__Objectif de l'exercice__.
Citez mot pour mot l'ensemble des entrées ci-dessous, en omettant les images.

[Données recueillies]
+ + + +
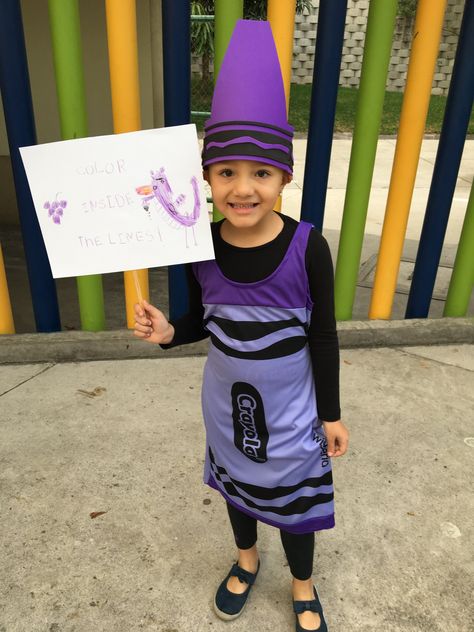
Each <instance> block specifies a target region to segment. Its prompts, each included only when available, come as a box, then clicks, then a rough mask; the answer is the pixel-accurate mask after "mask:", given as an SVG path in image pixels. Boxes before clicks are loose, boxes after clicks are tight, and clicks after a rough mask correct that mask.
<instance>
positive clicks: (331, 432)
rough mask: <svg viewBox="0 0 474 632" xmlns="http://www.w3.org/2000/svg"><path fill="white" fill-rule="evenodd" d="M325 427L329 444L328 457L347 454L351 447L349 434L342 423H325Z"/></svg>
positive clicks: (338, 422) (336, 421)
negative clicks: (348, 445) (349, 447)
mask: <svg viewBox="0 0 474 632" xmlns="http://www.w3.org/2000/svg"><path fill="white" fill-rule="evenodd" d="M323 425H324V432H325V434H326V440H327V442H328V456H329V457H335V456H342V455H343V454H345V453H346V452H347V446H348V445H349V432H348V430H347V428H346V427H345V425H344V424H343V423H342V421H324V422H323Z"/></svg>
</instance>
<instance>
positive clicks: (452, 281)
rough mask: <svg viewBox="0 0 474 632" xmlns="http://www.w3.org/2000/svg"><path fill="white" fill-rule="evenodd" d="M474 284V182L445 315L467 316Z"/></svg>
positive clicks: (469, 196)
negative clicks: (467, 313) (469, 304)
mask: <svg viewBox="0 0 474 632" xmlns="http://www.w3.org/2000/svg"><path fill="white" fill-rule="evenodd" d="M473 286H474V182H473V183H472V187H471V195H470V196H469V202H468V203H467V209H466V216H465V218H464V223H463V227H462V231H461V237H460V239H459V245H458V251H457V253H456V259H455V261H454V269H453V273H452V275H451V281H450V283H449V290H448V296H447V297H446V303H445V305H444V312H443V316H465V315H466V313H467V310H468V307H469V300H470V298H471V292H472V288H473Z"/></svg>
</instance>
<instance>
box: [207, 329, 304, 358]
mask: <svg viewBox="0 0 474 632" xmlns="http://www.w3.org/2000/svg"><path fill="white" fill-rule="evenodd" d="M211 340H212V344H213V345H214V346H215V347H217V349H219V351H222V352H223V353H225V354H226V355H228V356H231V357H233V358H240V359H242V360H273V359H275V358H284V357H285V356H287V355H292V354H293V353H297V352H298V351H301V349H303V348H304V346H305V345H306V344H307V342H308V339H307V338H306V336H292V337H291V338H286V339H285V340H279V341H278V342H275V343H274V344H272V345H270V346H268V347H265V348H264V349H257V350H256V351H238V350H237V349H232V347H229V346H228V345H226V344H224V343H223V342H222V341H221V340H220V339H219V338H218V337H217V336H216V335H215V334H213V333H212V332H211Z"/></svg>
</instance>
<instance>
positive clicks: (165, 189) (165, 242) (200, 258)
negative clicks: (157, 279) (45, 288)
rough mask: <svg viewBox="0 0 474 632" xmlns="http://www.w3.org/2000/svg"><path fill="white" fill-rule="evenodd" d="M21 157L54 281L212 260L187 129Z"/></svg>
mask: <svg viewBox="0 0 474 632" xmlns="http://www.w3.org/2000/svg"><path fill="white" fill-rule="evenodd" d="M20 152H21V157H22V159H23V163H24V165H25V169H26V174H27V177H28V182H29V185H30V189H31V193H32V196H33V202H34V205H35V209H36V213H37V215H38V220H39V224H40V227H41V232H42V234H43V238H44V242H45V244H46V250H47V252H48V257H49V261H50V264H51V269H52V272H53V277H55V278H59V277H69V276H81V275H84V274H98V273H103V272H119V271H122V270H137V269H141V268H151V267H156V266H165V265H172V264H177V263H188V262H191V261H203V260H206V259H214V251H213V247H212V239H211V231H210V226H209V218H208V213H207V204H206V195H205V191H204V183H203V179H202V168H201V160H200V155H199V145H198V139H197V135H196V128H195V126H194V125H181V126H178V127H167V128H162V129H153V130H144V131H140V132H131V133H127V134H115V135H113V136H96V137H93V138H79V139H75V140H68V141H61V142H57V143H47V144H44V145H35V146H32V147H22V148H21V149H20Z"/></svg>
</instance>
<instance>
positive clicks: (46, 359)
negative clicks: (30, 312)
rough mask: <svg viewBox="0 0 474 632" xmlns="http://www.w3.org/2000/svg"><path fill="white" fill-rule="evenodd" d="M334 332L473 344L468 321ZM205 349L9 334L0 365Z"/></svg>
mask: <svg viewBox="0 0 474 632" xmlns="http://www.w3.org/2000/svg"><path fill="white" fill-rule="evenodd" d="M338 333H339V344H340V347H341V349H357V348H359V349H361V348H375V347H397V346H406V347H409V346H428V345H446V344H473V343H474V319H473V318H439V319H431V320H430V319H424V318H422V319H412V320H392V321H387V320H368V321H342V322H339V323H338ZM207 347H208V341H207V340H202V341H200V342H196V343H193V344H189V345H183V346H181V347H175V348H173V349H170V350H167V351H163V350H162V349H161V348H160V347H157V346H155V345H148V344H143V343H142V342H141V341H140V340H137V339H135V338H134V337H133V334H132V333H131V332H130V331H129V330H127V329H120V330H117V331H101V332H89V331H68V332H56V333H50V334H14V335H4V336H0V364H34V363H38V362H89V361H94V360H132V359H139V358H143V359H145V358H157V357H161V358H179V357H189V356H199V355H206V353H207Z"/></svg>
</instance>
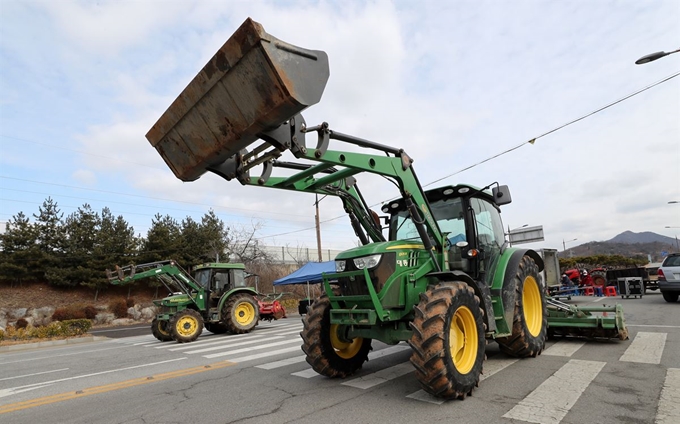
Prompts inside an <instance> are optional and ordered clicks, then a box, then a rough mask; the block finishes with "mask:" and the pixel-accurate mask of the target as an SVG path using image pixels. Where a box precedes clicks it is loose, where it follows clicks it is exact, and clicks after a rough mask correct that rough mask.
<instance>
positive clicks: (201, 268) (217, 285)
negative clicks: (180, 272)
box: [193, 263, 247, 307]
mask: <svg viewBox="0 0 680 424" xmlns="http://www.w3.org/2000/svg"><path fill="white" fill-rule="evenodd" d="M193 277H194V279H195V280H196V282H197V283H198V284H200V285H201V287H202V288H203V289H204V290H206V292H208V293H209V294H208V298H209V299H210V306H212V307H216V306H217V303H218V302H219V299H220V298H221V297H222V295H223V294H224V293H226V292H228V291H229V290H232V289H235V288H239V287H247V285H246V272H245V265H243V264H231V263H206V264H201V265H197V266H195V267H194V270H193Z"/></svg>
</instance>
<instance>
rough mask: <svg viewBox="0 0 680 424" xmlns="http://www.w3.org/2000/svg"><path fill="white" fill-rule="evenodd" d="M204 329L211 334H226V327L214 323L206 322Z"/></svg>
+ + + +
__Résultat attendu__.
Each <instance> block specifies a target region to segment. Its prompts, each included only when available, come as a box, then clicks, then a rough mask; the answer is the pixel-accurate mask after "mask:", given as an SVG path in image pixels. Boxes before clicks are loose, boxes after clicks are tight, and clicks after a rough mask correct that mask.
<instance>
positive clicks: (331, 432)
rough mask: <svg viewBox="0 0 474 632" xmlns="http://www.w3.org/2000/svg"><path fill="white" fill-rule="evenodd" d="M325 427L329 444L328 457L347 454L351 447L349 434L342 423H325Z"/></svg>
positive clicks: (338, 422) (336, 421)
negative clicks: (348, 445) (349, 447)
mask: <svg viewBox="0 0 474 632" xmlns="http://www.w3.org/2000/svg"><path fill="white" fill-rule="evenodd" d="M323 425H324V432H325V434H326V440H327V442H328V456H329V457H335V456H342V455H343V454H345V453H346V452H347V446H348V445H349V432H348V430H347V428H346V427H345V425H344V424H343V423H342V421H324V422H323Z"/></svg>
</instance>
<instance>
positive clicks: (452, 281)
rough mask: <svg viewBox="0 0 474 632" xmlns="http://www.w3.org/2000/svg"><path fill="white" fill-rule="evenodd" d="M474 284V182L445 315L467 316Z"/></svg>
positive clicks: (469, 196)
negative clicks: (467, 313) (469, 304)
mask: <svg viewBox="0 0 474 632" xmlns="http://www.w3.org/2000/svg"><path fill="white" fill-rule="evenodd" d="M473 286H474V182H473V183H472V187H471V195H470V196H469V202H468V203H467V209H466V216H465V218H464V223H463V227H462V231H461V237H460V239H459V245H458V251H457V253H456V259H455V261H454V269H453V273H452V275H451V281H450V283H449V290H448V296H447V297H446V303H445V305H444V312H443V316H465V315H466V313H467V310H468V307H469V300H470V298H471V292H472V288H473Z"/></svg>
</instance>
<instance>
box: [207, 329, 304, 358]
mask: <svg viewBox="0 0 474 632" xmlns="http://www.w3.org/2000/svg"><path fill="white" fill-rule="evenodd" d="M211 340H212V344H213V345H214V346H215V347H217V349H219V351H222V352H223V353H225V354H226V355H228V356H231V357H233V358H240V359H242V360H273V359H275V358H284V357H285V356H287V355H292V354H293V353H297V352H298V351H301V349H303V348H304V346H305V345H306V344H307V342H308V339H307V338H306V336H292V337H291V338H286V339H285V340H279V341H278V342H275V343H274V344H272V345H270V346H268V347H265V348H264V349H257V350H256V351H238V350H237V349H232V347H229V346H228V345H226V344H224V343H223V342H222V341H221V340H220V339H219V338H218V337H217V336H216V335H215V334H213V333H212V332H211Z"/></svg>
</instance>
<instance>
positive clicks: (165, 189) (165, 242) (200, 258)
negative clicks: (157, 279) (45, 288)
rough mask: <svg viewBox="0 0 474 632" xmlns="http://www.w3.org/2000/svg"><path fill="white" fill-rule="evenodd" d="M21 157L54 281L212 260L187 129Z"/></svg>
mask: <svg viewBox="0 0 474 632" xmlns="http://www.w3.org/2000/svg"><path fill="white" fill-rule="evenodd" d="M20 152H21V157H22V159H23V163H24V165H25V169H26V174H27V177H28V182H29V185H30V189H31V193H32V196H33V202H34V205H35V209H36V213H37V215H38V220H39V224H40V227H41V232H42V234H43V238H44V242H45V244H46V250H47V252H48V257H49V261H50V264H51V269H52V272H53V277H55V278H59V277H69V276H81V275H84V274H98V273H103V272H119V271H122V270H137V269H141V268H151V267H156V266H165V265H172V264H177V263H188V262H191V261H203V260H206V259H214V251H213V247H212V239H211V231H210V226H209V218H208V213H207V204H206V195H205V191H204V183H203V179H202V168H201V160H200V155H199V145H198V139H197V135H196V128H195V126H194V125H181V126H178V127H167V128H162V129H153V130H144V131H140V132H131V133H127V134H115V135H113V136H96V137H93V138H79V139H75V140H68V141H61V142H57V143H47V144H44V145H35V146H32V147H22V148H21V149H20Z"/></svg>
</instance>
<instance>
positive clicks: (46, 359)
negative clicks: (30, 312)
rough mask: <svg viewBox="0 0 474 632" xmlns="http://www.w3.org/2000/svg"><path fill="white" fill-rule="evenodd" d="M334 332L473 344L468 321ZM205 349L9 334L0 365Z"/></svg>
mask: <svg viewBox="0 0 474 632" xmlns="http://www.w3.org/2000/svg"><path fill="white" fill-rule="evenodd" d="M338 333H339V344H340V347H341V349H357V348H359V349H361V348H375V347H397V346H406V347H409V346H428V345H446V344H473V343H474V319H473V318H439V319H431V320H430V319H424V318H422V319H412V320H392V321H387V320H368V321H342V322H339V323H338ZM207 347H208V341H207V340H202V341H200V342H196V343H193V344H189V345H183V346H181V347H175V348H173V349H170V350H167V351H163V350H162V349H161V348H160V347H157V346H155V345H148V344H143V343H142V342H141V341H140V340H137V339H135V338H134V337H133V334H132V333H131V332H130V331H129V330H127V329H120V330H117V331H101V332H89V331H68V332H56V333H50V334H14V335H4V336H0V364H34V363H38V362H89V361H94V360H132V359H139V358H143V359H145V358H157V357H161V358H179V357H189V356H199V355H206V353H207Z"/></svg>
</instance>
Prompts inside an <instance> are optional and ordered clicks, then a box, then a rough mask; the block finishes with "mask:" and the pixel-accurate mask of the target as an SVG path using image pixels. Where a box precedes clicks it is loose, where it follows clicks it is exact, and clicks after a rough mask correct that rough mask.
<instance>
positive clicks: (201, 268) (217, 285)
negative clicks: (180, 272)
box: [193, 263, 247, 307]
mask: <svg viewBox="0 0 680 424" xmlns="http://www.w3.org/2000/svg"><path fill="white" fill-rule="evenodd" d="M193 277H194V279H195V280H196V282H197V283H198V284H200V285H201V287H202V288H203V289H204V290H206V292H208V293H209V294H208V298H209V299H210V306H212V307H216V306H217V303H218V302H219V299H220V298H221V297H222V295H223V294H224V293H226V292H228V291H229V290H232V289H235V288H239V287H247V285H246V272H245V265H243V264H231V263H206V264H201V265H197V266H195V267H194V270H193Z"/></svg>
</instance>
<instance>
rough mask: <svg viewBox="0 0 680 424" xmlns="http://www.w3.org/2000/svg"><path fill="white" fill-rule="evenodd" d="M204 329L211 334H226V327L214 323L206 322Z"/></svg>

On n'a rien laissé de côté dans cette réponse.